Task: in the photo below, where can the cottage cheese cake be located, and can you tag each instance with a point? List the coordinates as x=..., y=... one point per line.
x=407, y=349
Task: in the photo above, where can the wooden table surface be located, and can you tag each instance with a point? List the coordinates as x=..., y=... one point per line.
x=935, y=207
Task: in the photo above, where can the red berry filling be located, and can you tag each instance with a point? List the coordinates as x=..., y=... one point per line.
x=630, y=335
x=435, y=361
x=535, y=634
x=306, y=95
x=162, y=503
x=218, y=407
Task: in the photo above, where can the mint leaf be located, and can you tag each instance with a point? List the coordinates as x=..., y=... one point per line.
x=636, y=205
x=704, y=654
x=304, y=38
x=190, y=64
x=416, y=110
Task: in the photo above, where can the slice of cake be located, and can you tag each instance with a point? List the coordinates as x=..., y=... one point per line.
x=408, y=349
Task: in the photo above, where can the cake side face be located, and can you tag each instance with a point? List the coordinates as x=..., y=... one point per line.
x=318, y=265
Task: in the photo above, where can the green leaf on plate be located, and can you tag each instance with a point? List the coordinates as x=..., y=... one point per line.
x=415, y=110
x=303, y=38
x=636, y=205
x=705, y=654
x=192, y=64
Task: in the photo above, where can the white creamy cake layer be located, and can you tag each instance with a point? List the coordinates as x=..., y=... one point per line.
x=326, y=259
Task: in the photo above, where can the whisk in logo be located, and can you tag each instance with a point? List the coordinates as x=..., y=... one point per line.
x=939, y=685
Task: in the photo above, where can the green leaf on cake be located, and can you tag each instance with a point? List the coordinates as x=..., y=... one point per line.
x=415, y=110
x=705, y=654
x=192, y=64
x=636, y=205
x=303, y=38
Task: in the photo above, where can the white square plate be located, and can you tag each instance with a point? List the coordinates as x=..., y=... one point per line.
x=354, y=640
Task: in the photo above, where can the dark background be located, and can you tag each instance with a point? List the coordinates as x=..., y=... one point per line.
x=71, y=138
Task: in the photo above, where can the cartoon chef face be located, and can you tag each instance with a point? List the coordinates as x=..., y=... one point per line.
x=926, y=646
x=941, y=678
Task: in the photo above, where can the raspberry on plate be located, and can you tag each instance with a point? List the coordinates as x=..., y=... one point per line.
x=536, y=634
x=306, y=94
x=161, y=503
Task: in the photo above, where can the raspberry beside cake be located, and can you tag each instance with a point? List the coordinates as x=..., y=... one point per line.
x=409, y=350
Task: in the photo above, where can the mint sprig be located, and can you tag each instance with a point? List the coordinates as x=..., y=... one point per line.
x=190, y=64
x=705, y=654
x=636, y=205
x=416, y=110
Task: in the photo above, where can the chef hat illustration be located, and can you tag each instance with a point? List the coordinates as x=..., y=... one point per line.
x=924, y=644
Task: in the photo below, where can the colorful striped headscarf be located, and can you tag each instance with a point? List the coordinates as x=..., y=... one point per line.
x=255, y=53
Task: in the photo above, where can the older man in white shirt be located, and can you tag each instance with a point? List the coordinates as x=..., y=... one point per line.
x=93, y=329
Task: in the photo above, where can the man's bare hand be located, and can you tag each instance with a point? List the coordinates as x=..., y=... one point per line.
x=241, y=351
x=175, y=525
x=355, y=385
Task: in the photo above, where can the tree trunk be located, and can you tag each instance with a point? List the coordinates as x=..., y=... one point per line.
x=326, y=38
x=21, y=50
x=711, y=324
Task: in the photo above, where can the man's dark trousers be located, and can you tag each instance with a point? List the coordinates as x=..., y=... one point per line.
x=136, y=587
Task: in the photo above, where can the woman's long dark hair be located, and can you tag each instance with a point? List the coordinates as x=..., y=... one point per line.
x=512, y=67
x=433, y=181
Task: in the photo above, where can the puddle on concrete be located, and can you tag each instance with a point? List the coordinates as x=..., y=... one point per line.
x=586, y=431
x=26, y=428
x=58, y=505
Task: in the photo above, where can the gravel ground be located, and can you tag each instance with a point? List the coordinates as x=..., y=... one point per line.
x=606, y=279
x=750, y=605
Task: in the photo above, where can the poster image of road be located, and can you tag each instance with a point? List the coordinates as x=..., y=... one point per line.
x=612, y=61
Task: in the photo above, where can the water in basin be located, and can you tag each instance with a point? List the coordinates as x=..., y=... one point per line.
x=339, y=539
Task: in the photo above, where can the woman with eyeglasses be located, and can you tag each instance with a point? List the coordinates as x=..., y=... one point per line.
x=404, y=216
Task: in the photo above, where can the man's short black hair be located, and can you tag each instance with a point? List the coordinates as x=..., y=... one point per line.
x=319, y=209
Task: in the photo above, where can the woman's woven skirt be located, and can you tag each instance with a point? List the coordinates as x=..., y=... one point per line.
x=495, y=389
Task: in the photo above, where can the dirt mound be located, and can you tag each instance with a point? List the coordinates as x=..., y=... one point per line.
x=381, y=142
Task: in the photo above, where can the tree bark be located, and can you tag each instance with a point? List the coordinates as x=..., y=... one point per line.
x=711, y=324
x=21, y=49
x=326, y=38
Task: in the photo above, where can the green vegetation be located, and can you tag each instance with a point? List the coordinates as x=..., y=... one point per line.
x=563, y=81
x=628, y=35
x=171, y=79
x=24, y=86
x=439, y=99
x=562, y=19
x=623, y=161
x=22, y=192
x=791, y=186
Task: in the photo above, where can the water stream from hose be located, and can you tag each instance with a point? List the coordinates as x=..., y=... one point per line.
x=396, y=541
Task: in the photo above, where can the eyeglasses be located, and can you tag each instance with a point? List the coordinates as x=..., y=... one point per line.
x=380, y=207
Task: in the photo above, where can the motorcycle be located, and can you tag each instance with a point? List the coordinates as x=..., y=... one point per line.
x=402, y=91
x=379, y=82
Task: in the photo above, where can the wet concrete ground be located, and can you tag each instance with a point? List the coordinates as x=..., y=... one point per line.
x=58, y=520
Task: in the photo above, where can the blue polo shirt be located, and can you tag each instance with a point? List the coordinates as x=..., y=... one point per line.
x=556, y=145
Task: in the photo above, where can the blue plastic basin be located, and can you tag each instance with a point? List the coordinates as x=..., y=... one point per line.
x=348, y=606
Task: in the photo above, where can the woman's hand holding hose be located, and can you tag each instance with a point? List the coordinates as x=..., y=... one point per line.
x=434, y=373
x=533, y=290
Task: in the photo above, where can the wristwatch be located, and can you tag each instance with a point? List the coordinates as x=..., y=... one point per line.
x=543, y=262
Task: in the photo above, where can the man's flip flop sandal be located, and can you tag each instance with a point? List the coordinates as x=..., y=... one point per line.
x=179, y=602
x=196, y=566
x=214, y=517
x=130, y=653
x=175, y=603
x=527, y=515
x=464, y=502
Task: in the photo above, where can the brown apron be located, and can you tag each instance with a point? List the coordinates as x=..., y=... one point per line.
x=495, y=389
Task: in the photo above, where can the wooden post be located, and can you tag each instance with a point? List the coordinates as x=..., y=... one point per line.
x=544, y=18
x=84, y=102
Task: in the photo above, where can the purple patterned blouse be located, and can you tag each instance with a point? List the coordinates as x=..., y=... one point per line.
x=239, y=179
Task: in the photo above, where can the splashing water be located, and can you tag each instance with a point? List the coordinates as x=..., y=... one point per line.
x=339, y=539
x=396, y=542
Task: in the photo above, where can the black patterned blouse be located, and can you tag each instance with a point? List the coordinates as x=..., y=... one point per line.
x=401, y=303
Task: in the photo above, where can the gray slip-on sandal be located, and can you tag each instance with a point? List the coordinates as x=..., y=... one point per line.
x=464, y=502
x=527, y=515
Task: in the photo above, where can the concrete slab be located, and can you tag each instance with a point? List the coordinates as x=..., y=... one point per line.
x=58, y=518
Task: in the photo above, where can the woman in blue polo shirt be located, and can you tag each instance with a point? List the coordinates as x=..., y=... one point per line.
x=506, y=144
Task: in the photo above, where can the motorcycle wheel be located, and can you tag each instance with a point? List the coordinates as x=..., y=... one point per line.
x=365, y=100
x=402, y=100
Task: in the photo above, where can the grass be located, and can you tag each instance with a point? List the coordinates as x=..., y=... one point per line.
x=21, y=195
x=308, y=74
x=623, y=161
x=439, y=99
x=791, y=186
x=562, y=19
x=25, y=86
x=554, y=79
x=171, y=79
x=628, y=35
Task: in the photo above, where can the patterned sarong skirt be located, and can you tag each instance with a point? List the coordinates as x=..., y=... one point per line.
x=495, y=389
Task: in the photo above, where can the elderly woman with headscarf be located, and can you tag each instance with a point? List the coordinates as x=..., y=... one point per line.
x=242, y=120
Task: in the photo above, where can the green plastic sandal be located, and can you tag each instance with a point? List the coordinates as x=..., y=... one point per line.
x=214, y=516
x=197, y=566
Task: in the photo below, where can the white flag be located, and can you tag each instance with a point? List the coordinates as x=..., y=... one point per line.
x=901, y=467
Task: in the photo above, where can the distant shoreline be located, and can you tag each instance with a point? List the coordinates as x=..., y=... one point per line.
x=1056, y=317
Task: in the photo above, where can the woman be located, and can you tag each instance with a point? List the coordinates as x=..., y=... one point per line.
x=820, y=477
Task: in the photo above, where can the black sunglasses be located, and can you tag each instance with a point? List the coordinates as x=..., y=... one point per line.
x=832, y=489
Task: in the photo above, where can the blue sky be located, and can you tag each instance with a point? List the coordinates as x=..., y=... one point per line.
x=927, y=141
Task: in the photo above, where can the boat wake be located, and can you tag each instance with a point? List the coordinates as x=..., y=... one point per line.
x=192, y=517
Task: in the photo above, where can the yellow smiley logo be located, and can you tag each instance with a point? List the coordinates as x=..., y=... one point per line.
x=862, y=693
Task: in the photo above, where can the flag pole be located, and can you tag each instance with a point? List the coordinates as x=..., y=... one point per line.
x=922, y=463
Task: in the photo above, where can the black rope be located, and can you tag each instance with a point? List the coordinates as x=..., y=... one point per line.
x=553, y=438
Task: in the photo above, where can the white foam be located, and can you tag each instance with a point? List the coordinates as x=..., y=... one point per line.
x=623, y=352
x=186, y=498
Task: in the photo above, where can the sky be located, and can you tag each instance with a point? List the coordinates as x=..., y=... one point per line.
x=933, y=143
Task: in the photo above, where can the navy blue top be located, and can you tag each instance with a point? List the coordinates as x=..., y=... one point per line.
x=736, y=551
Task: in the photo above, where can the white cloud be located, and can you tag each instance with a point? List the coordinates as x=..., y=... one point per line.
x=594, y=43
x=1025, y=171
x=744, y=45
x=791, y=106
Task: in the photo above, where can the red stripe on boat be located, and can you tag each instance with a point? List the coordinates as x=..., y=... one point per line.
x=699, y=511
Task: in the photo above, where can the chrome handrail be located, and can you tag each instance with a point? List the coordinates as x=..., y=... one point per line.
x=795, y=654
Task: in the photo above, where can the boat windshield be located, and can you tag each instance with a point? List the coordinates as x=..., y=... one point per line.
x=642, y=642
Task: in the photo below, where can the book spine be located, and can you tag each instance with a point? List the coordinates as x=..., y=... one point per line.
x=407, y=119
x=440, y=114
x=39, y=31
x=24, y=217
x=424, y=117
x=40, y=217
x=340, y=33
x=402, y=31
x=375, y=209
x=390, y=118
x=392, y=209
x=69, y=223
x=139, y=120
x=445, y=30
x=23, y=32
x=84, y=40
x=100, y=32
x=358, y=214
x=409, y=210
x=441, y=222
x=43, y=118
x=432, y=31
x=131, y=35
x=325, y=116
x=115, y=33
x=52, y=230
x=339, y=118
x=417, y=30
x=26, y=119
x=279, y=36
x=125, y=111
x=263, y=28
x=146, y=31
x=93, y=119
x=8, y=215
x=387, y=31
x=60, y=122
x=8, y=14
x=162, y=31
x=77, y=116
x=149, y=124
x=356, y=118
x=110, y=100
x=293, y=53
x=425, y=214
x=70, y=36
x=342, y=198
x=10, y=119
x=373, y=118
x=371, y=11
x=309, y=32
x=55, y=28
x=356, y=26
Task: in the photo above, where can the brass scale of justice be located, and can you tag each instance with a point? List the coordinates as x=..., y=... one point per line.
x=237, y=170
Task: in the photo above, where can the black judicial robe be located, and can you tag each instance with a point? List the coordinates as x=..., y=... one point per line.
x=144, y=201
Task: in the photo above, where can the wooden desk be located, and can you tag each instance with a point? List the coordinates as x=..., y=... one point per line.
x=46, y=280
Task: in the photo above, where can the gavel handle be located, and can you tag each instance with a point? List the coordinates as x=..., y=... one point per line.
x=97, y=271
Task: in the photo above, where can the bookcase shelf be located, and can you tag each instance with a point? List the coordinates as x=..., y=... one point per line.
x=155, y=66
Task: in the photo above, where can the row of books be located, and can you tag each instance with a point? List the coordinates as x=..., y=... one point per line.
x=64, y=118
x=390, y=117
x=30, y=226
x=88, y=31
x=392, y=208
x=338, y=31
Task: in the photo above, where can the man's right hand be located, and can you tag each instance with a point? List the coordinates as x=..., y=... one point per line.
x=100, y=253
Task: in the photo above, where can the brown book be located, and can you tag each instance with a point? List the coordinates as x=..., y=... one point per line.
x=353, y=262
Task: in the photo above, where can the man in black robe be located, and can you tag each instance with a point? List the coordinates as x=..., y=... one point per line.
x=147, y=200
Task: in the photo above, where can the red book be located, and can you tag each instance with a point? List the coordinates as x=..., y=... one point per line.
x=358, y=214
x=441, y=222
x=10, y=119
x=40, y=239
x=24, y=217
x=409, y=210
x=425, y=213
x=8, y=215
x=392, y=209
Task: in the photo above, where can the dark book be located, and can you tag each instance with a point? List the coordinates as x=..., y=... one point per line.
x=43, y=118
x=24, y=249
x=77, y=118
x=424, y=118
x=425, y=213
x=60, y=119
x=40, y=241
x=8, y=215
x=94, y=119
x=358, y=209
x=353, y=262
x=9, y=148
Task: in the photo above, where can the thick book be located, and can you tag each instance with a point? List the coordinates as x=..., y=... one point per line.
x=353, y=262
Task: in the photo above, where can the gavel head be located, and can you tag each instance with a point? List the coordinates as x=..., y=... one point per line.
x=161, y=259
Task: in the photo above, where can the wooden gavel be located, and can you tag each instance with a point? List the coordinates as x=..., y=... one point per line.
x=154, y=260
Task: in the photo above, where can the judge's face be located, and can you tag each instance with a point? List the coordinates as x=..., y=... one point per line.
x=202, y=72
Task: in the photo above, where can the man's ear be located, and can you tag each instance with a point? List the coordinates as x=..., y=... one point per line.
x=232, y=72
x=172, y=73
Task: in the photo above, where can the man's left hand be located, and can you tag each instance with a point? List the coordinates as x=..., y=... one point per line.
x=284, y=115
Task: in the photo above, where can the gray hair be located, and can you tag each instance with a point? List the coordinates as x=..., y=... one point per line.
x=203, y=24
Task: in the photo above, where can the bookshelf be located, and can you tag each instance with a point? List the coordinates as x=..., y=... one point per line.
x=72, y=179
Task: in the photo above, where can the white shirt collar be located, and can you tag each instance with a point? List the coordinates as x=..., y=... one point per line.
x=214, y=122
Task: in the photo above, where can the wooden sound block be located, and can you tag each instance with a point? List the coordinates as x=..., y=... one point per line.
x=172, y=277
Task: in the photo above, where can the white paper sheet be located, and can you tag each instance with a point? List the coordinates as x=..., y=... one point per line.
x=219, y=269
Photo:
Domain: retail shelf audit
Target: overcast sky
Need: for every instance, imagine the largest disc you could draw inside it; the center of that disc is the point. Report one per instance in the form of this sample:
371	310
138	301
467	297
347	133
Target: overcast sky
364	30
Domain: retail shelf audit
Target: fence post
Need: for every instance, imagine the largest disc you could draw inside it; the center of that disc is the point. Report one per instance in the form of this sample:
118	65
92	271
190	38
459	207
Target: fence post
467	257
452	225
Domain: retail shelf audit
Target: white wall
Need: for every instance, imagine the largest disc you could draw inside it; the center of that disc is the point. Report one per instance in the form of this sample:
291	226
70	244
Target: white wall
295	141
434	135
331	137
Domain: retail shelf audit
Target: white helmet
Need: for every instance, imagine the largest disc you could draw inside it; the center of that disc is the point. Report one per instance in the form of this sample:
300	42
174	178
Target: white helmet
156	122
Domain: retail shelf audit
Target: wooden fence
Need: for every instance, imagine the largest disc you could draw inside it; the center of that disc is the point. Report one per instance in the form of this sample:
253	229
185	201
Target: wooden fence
* * * * *
**Set problem:**
Scale the records starting at the line that contains "Task: in the photo above, where can the red berry" and ending at the line that contains "x=218, y=407", both included, and write out only those lines again, requests included. Multiply every coordinate in the answers by 0.8 and round each result to a whole number, with halves rounding up.

**Expected answer:**
Task: in the photo above, where can the red berry filling be located, and can you tag each instance with a point? List the coordinates as x=..., y=... one point per line.
x=504, y=268
x=348, y=289
x=428, y=507
x=245, y=76
x=130, y=402
x=174, y=326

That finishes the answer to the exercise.